Segment Start: SUPPLIED RECORDS
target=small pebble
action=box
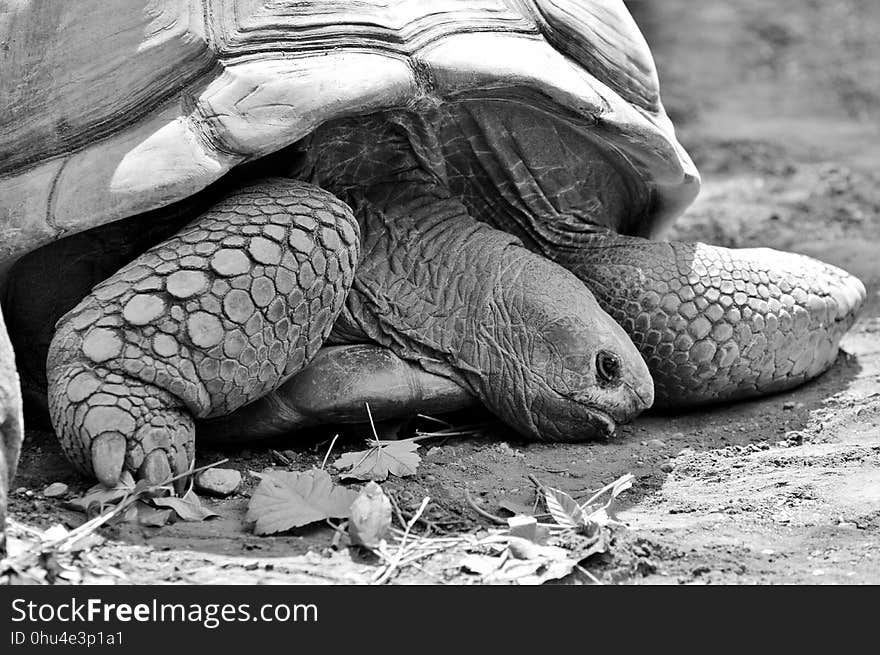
[647,439,666,448]
[42,482,69,498]
[194,468,241,497]
[782,401,796,410]
[660,462,674,473]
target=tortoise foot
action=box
[47,179,359,486]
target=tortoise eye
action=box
[596,351,622,385]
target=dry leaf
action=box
[66,472,138,513]
[333,438,421,481]
[543,486,586,529]
[460,537,580,584]
[461,554,505,576]
[246,469,358,535]
[609,474,634,500]
[150,491,218,522]
[348,481,392,547]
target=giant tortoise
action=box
[0,0,865,549]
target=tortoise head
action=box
[491,257,653,441]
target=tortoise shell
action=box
[0,0,698,276]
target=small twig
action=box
[372,496,431,584]
[386,493,409,531]
[320,434,340,470]
[325,519,348,549]
[464,489,506,525]
[365,402,380,442]
[416,414,453,428]
[576,564,604,585]
[399,497,430,552]
[387,493,439,535]
[527,473,546,493]
[415,430,478,438]
[271,449,292,466]
[165,458,229,489]
[415,423,494,438]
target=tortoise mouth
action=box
[533,399,617,442]
[582,407,616,438]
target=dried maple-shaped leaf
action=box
[245,469,358,536]
[152,490,219,522]
[333,438,421,482]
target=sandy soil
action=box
[5,0,880,584]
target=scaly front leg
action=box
[48,179,359,487]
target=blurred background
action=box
[625,0,880,271]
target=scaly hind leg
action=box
[48,179,359,487]
[0,306,23,555]
[552,234,866,407]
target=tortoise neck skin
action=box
[303,116,652,440]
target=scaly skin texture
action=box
[47,179,359,486]
[331,184,653,441]
[551,234,867,406]
[303,118,653,441]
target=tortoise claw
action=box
[171,445,191,495]
[138,450,172,487]
[90,432,126,487]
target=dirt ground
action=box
[5,0,880,584]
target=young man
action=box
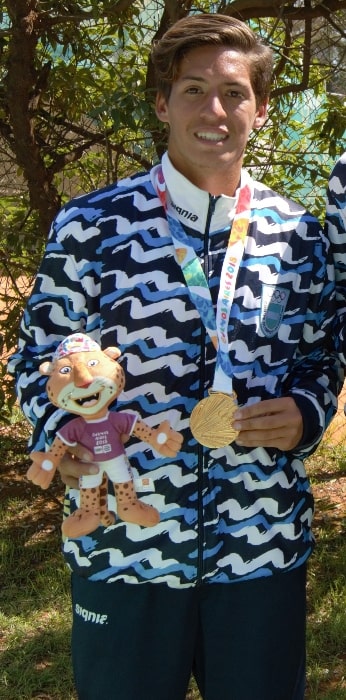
Segment End: SUPPLIED RECORDS
## WHAT IS REQUIRED
The number alone is wanted: how many lines of the records above include the string "leaf".

## WRITTEN SOLUTION
2